Do this >> Please update all of the material below by changing "Put down a dot" to "Mark a point" wherever it occurs, leaving everything else as it is. Omit the pictures from your answer.

___ Records supplied ___

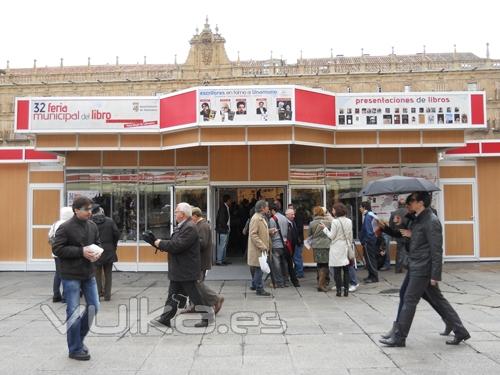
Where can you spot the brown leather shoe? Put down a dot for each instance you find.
(218, 304)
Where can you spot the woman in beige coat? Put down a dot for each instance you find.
(321, 245)
(340, 234)
(258, 241)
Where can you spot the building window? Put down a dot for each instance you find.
(135, 200)
(472, 86)
(343, 185)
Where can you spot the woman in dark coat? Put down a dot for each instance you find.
(109, 234)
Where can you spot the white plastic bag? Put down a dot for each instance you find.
(264, 266)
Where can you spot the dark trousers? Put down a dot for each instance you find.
(107, 270)
(401, 254)
(56, 285)
(189, 288)
(291, 268)
(420, 287)
(425, 296)
(371, 259)
(341, 279)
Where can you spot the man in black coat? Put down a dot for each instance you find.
(72, 246)
(109, 235)
(183, 249)
(222, 227)
(424, 271)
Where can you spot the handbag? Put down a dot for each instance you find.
(308, 240)
(264, 266)
(351, 249)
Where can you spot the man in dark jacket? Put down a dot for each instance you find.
(368, 239)
(183, 249)
(424, 272)
(72, 245)
(397, 221)
(109, 235)
(205, 233)
(222, 227)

___

Complete answer >>
Where can you spot the brown leather shoe? Mark a point for each instance you find.
(218, 304)
Where can you spot the woman in beige coat? Mark a point for each instance you find.
(321, 245)
(340, 234)
(258, 241)
Where can you spot the building window? Mark a point for each instance you find.
(135, 200)
(472, 86)
(343, 185)
Where can you spot the woman in dark coat? Mark a point for each instance you find.
(109, 234)
Where can you spot the white plastic bag? Mark a point for each instance you find.
(264, 266)
Where can you spot the dark trousers? Mark a point for each instance you find.
(107, 270)
(401, 254)
(56, 285)
(189, 288)
(291, 268)
(420, 287)
(425, 296)
(371, 259)
(341, 279)
Where can you spot the man in black coat? Mark a point for each instance you find.
(72, 246)
(109, 235)
(183, 249)
(222, 227)
(424, 271)
Where can you spot the handbag? Mark a point for each instance you find.
(308, 240)
(264, 266)
(351, 249)
Where can you spot the man in dark jacket? Mark a point for each instance you find.
(368, 239)
(183, 249)
(424, 272)
(72, 245)
(397, 221)
(109, 235)
(205, 233)
(222, 227)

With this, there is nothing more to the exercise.